PAGE:

***

B. Procedural Background

The plaintiff brought suit in this court, alleging that the decision not to convene an SSB was arbitrary and capricious, not based on substantial evidence based on the whole record, a result of material administrative error, and otherwise contrary to law, Compl. ¶¶ 25-26, and challenging the defendant's partial denial of her Freedom of Information Act ("FOIA") request for the IG's report, id. ¶¶ 27-28. The court granted the defendant's motion for summary judgment as to the plaintiff's claim that the decision not to convene an SSB was arbitrary and capricious. 383 F.Supp.2d at 11-12. The court also granted the defendant's motion for summary judgment as to the plaintiff's FOIA and Privacy Act claims. Id. at 13-17.

After the plaintiff appealed, the Circuit reversed this court's grant of summary judgment as to the plaintiff's claim that the denial of her SSB request was arbitrary and capricious, determining that the IG's report and the CNO's recommendation relied on the wrong ground for relief. Miller v. Dep't of Navy, 476 F.3d 936, 939 (D.C.Cir.2007). More specifically, the Secretary was authorized to convene an SSB in cases in which "material unfairness" tainted the promotion selection board's decision. Id. The regulations clarify that "material unfairness" encompasses two situations in which an officer is entitled to an SSB. First, an SSB is appropriate if the promotion selection board deprived the officer of a constitutional or statutory right (the "`contrary to law' provision"). Sec'y of the Navy Instruction ("SECNAVINST") § 1401.1B(8)(c)(2). Second, an officer is entitled to an SSB if the promotion selection board "committed a material error of fact or material administrative error" (the "`material error' provision"). Id. § 1401.1B(8)(c)(3).

The Circuit determined that despite the fact that "the gravamen of [the plaintiff's] request for a SSB was her allegation that one of the board members acted `contrary to law'—that is, in violation of her constitutional right to equal protection," the IG's report and the CNO's memorandum relied on the "different and wholly inapplicable" "material error" provision in recommending that the Secretary deny her request for an SSB. Miller, 476 F.3d at 939. "This error is significant," the Circuit explained, "because the regulation's `material error' standard contains a `more likely than not' standard of proof, which the CNO memorandum and IG report explicitly applied in reaching their conclusions," whereas the "contrary to law" provision contains no explicit standard of proof. Id. The Circuit noted, however, that it might be permissible to apply a "more likely than not" standard to an SSB request brought under the "contrary to law" provision: "[w]hile it may be proper for the Secretary to apply a preponderance standard in evaluating claims that a promotion selection board acted `contrary to law,' it should be as the result of a conscious (and articulated) decision by the Secretary, not as the result of relying on the wrong section of the regulation." Id.

In addition, the Circuit suggested that the Secretary "reconsider the appropriate content of the administrative record, in light of the non-disclosure provision of the newly enacted 10 U.S.C. § 613a." Id. at 940 n. 2. Section 613a, which establishes that promotion selection board discussions "(1) are immune from legal process; (2) may not be admitted as evidence; and (3) may not be used for any purpose in any action, suit, or judicial or administrative proceeding without the consent of the Secretary of the military department concerned," 10 U.S.C. § 613a, bars disclosure of one component of the initial administrative record: the records of the session of the promotion selection board, known as "tank records."3 Def.'s Mot. at 7.

***

DIRECTIVE 1:
In the procedural background, which newly enacted statute did the Circuit suggest the Secretary keep in mind when reconsidering the administrative record?
DIRECTIVE 2:
Rewrite the section of the procedural background that opens with the words containing "The plaintiff brought" and closes with "Id. at 13-17.", putting "petitioner" wherever "plaintiff" appears.
DIRECTIVE 3:
Carry the procedural background forward from its final sentence.
The rows have no connection to the procedural background.

***

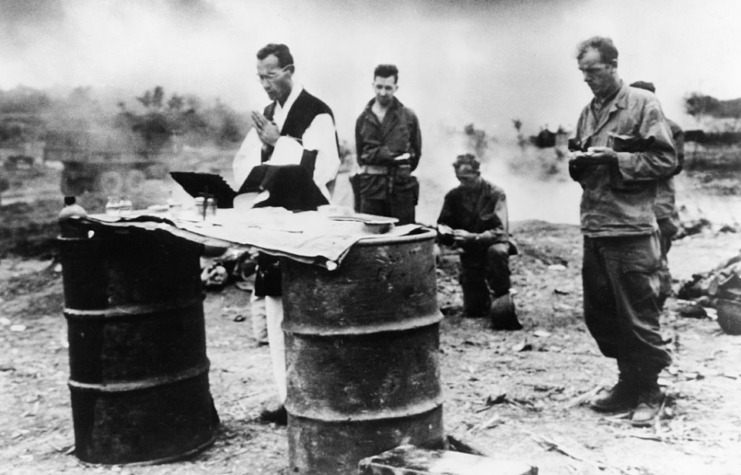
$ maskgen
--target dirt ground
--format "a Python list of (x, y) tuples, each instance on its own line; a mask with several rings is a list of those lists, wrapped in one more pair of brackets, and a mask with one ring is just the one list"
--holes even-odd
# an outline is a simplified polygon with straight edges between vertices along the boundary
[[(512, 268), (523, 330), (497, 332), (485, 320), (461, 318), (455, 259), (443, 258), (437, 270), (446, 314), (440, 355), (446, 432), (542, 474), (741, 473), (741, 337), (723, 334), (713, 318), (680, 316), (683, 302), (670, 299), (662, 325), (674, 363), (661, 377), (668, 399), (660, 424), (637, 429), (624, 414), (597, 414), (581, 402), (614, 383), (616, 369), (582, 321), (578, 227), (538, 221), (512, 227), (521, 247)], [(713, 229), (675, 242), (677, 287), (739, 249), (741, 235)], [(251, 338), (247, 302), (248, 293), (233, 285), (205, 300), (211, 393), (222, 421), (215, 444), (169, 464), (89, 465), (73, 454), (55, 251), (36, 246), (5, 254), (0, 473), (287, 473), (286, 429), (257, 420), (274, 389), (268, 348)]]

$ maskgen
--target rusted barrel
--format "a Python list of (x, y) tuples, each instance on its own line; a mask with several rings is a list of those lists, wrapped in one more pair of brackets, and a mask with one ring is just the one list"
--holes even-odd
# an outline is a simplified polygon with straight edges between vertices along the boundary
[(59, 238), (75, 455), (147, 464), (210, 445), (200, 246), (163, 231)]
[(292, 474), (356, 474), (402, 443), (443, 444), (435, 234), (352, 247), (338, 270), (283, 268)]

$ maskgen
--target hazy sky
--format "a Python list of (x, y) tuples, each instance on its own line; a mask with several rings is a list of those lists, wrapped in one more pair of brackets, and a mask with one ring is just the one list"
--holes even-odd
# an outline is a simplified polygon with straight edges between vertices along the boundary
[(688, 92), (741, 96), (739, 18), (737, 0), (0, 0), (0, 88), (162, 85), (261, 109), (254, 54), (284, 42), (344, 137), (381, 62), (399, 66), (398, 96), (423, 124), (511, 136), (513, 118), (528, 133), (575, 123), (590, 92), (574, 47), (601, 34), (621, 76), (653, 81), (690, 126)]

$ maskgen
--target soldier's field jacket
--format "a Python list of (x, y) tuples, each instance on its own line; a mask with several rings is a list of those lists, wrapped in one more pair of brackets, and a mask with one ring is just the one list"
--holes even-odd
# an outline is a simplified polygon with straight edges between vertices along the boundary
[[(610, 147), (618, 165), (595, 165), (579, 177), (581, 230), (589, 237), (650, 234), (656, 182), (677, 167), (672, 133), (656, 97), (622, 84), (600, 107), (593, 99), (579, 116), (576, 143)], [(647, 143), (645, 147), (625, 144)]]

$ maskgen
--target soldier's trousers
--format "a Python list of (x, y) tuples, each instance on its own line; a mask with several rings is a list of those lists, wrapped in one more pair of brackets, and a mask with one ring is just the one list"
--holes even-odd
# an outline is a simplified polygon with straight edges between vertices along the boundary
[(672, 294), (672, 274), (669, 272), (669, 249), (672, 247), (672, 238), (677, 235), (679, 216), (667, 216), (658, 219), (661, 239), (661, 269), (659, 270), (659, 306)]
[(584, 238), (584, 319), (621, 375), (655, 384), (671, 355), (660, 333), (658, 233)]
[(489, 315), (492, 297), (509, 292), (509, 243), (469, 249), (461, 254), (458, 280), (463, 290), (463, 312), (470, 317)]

***

RESULT 1:
10 U.S.C. § 613a.

RESULT 2:
The petitioner brought suit in this court, alleging that the decision not to convene an SSB was arbitrary and capricious, not based on substantial evidence based on the whole record, a result of material administrative error, and otherwise contrary to law, Compl. ¶¶ 25-26, and challenging the defendant's partial denial of her Freedom of Information Act ("FOIA") request for the IG's report, id. ¶¶ 27-28. The court granted the defendant's motion for summary judgment as to the petitioner's claim that the decision not to convene an SSB was arbitrary and capricious. 383 F.Supp.2d at 11-12. The court also granted the defendant's motion for summary judgment as to the petitioner's FOIA and Privacy Act claims. Id. at 13-17.

RESULT 3:
The Circuit remanded the case to this court, Miller, 476 F.3d at 939-40, which in turn remanded it to the Secretary for reconsideration, Minute Order (Apr. 12, 2007). Following remand, a new administrative record was compiled that excluded the tank records and redacted all references thereto in accordance with § 613a. Admin. R. at 2. Based on the new administrative record, the Secretary then reconsidered the plaintiff's request for an SSB under both the "material error" provision and the "contrary to law" provision. Id. at 3-4. Because the "contrary to law" provision contained no explicit standard of proof, and to create consistency among the regulation's different subsections, the Secretary applied the same standard—preponderance of the evidence—that applied to the "material error" provision. Id. at 3. The Secretary again denied the plaintiff's request for an SSB, id. at 4, and the plaintiff again brought suit in this court, see generally Am. Compl.

The defendant has moved for summary judgment, contending that the court should uphold the Secretary's decision. See generally Def.'s Mot. for Summ. J. ("Def.'s Mot."). The plaintiff has filed a cross-motion for summary judgment, urging the court to set aside the decision as arbitrary or capricious, not based on substantial evidence, a result of material error or otherwise contrary to law. See generally Pl.'s Cross-Mot. The court now turns to the parties' arguments.

III. ANALYSIS
A. Legal Standard for Judicial Review of Military Promotion Decisions

In reviewing a determination of the Secretary of a military department regarding the promotion of an officer, the court "may set aside the Secretary's determination only if the court finds the determination is—(i) arbitrary and capricious; (ii) not based on substantial evidence; (iii) a result of material error of fact or material administrative error; or (iv) otherwise contrary to law." 10 U.S.C. § 628(g)(1)(A). "Adjudication of these claims requires the district court to determine only whether the Secretary's decision making process was deficient, not whether his decision was...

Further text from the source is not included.